**WORK TO BE COMPLETED:** Show every line below where "cliff" can be found.
─── INFORMATION ───
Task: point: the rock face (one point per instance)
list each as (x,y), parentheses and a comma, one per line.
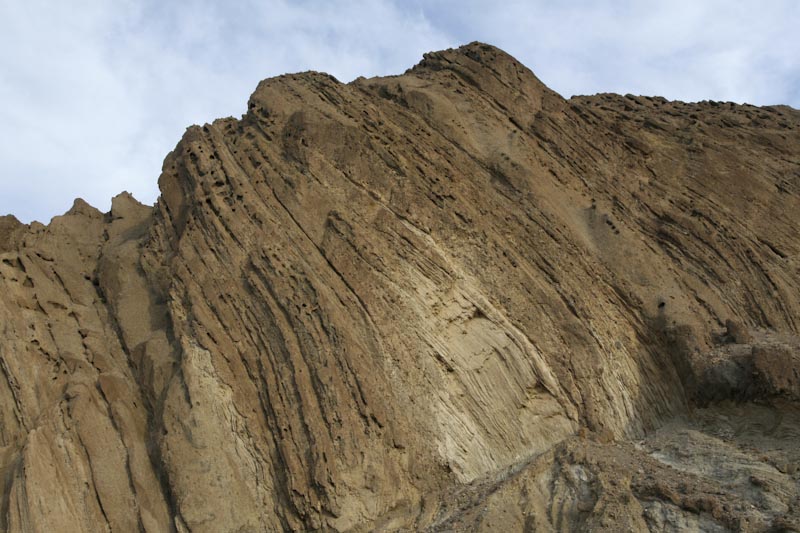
(446,300)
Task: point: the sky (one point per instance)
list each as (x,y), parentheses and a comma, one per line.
(95,93)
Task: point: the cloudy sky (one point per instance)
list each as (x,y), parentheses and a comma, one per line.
(94,93)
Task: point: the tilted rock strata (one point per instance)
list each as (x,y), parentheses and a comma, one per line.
(360,297)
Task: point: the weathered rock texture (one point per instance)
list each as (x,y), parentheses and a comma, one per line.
(449,299)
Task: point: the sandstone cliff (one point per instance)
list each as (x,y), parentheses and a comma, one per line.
(445,300)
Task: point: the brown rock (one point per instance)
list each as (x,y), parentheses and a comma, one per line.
(390,305)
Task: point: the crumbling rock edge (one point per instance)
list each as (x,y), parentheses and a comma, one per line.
(444,300)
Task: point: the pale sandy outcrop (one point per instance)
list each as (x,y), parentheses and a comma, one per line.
(445,300)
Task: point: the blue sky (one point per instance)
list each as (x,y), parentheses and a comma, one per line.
(95,93)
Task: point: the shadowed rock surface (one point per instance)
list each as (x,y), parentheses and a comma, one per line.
(446,300)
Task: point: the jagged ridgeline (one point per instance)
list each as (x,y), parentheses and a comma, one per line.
(445,300)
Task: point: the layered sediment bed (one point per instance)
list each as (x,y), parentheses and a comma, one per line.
(449,299)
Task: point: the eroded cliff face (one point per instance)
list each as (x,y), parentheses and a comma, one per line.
(449,299)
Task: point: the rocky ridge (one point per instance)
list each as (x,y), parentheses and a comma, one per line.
(445,300)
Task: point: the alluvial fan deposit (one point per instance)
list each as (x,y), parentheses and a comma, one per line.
(449,300)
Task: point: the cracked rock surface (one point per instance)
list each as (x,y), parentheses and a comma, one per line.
(449,300)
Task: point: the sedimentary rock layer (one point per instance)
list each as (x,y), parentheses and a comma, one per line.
(362,299)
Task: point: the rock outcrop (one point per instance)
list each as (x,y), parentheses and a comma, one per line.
(445,300)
───
**ANSWER FOR THE TASK:**
Task: point: the sandstone cliff (one point per instance)
Task: point: the eroded cliff face (one point per instance)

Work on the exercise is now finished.